■ TEXT SECTION:
──────────────────────────────

In addition, in each of the above embodiments, the cell row constituting another string arranged between two cell rows constituting one string is a plurality of cell rows, such as the third cell row CR3 and the fourth cell row CR4 constituting the second string S2 in the first embodiment, but it may be a single cell row.

In the first to fourth embodiments, all the cell rows constituting the second string S2 are arranged adjacent to each other between two of the cell rows constituting the first string S1 in the juxtaposition direction. This is not limited to the above, but a part of the cell row constituting the second string S2 may be arranged between two of the cell rows constituting the first string S1 in the juxtaposition direction. That is, a cell row constituting the second string S2 may be arranged between two of the cell rows constituting the first string S1 in the juxtaposition direction, and a cell row constituting the first string S1 may be arranged between two of the cell rows constituting the second string S2 in the juxtaposition direction. In addition, the present invention may have a form in which one or more cell rows constituting another string are arranged between two of the multiple cell rows constituting one string. In addition, a part of the multiple cell rows constituting another one string may be arranged between two of the multiple cell rows constituting one string. In addition, a part of the multiple cell rows constituting the other multiple strings may be arranged between two of the multiple cell rows constituting one string.

──────────────────────────────

■ DATASET CONTENT:
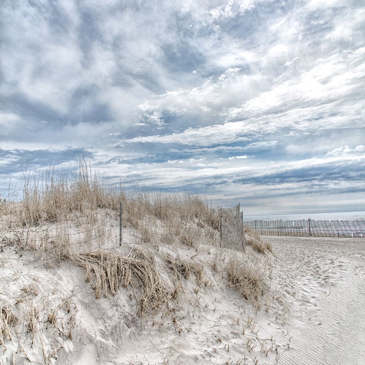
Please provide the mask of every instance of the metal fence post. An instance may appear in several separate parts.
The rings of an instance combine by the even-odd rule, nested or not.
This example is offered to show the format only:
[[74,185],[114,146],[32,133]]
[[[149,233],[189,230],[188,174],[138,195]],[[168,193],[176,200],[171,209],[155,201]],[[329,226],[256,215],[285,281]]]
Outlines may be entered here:
[[119,204],[119,247],[122,246],[122,236],[123,233],[123,211],[122,202]]

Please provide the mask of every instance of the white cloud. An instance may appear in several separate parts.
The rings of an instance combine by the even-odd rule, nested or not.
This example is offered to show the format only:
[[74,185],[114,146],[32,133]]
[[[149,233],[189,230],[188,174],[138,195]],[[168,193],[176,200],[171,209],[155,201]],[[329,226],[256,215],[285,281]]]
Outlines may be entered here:
[[354,154],[365,154],[365,146],[360,145],[354,148],[349,147],[348,146],[339,147],[332,149],[332,151],[327,153],[326,155],[337,156]]

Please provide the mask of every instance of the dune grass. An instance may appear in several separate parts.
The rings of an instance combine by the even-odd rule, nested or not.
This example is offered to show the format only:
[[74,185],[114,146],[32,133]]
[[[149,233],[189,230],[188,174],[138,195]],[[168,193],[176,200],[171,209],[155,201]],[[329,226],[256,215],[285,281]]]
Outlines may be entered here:
[[[204,267],[212,270],[208,262],[179,258],[179,247],[197,252],[214,247],[217,257],[227,251],[217,253],[219,219],[204,196],[149,192],[138,187],[127,191],[120,184],[93,174],[85,160],[74,172],[49,169],[37,175],[25,172],[24,178],[22,200],[0,203],[0,229],[6,233],[6,239],[22,250],[34,252],[47,265],[67,260],[84,268],[96,298],[108,292],[114,295],[120,287],[133,286],[139,291],[140,316],[171,298],[169,285],[164,284],[159,272],[161,267],[185,279],[192,273],[198,285]],[[129,237],[133,234],[134,243],[138,243],[130,244],[126,255],[103,247],[108,232],[119,229],[121,202],[124,225],[130,227]],[[245,231],[247,243],[256,253],[271,250],[270,243],[256,232],[248,227]],[[114,249],[117,247],[114,245]],[[161,247],[174,250],[175,258],[166,258],[159,253]],[[213,267],[226,275],[245,298],[258,300],[267,285],[259,260],[250,250],[239,254],[230,251],[233,254]],[[164,260],[165,266],[158,267],[157,258]]]

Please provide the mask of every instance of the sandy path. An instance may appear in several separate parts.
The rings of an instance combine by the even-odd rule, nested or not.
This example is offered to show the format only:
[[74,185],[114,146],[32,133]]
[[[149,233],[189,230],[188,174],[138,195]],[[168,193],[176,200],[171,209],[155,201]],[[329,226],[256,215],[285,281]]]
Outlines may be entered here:
[[365,239],[267,237],[291,310],[283,364],[365,364]]

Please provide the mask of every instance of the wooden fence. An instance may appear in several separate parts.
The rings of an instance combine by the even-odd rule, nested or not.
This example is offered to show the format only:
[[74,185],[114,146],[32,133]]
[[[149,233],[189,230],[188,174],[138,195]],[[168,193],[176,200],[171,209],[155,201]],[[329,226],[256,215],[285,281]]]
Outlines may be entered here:
[[244,225],[264,236],[365,237],[365,220],[250,220]]
[[244,247],[243,216],[239,211],[239,204],[233,208],[218,208],[216,212],[219,219],[220,247],[235,249]]

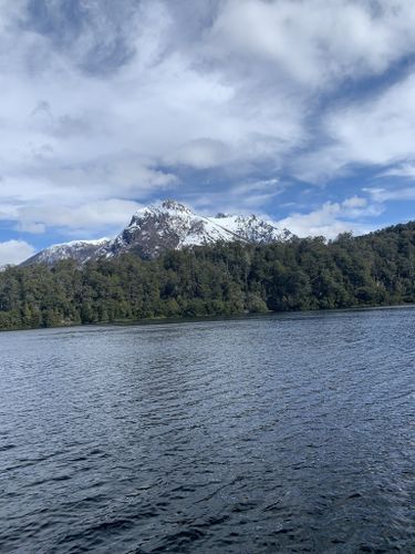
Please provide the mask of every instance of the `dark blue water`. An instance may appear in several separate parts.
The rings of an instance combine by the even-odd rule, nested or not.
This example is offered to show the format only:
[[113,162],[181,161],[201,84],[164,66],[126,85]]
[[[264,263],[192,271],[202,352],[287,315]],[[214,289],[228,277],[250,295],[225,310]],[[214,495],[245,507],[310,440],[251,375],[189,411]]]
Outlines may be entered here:
[[0,551],[415,552],[415,309],[0,335]]

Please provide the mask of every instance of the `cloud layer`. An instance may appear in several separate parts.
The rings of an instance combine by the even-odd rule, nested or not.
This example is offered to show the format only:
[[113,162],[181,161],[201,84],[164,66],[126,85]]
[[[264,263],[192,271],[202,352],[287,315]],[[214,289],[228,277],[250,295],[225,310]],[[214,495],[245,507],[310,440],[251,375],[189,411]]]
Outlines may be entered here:
[[408,0],[0,0],[0,220],[98,236],[174,196],[372,228],[414,198],[414,25]]

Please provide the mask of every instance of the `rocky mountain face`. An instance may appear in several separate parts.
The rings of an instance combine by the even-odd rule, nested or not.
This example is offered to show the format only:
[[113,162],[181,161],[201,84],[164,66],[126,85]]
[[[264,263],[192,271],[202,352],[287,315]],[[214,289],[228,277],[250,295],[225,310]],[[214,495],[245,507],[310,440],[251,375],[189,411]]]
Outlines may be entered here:
[[197,215],[184,204],[164,201],[136,212],[114,239],[77,240],[51,246],[35,254],[23,265],[54,264],[73,258],[80,264],[100,257],[112,258],[131,252],[143,258],[154,258],[167,249],[243,242],[264,244],[286,240],[290,233],[256,215],[248,217],[218,214]]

──────────────────────────────

■ INSTRUCTIONS FOR THE TASK: Reproduce verbatim the portion of the passage on row and string arrangements that begins with the words "In addition, in" and ends after the words "single cell row.".

■ TASK ANSWER:
In addition, in each of the above embodiments, the cell row constituting another string arranged between two cell rows constituting one string is a plurality of cell rows, such as the third cell row CR3 and the fourth cell row CR4 constituting the second string S2 in the first embodiment, but it may be a single cell row.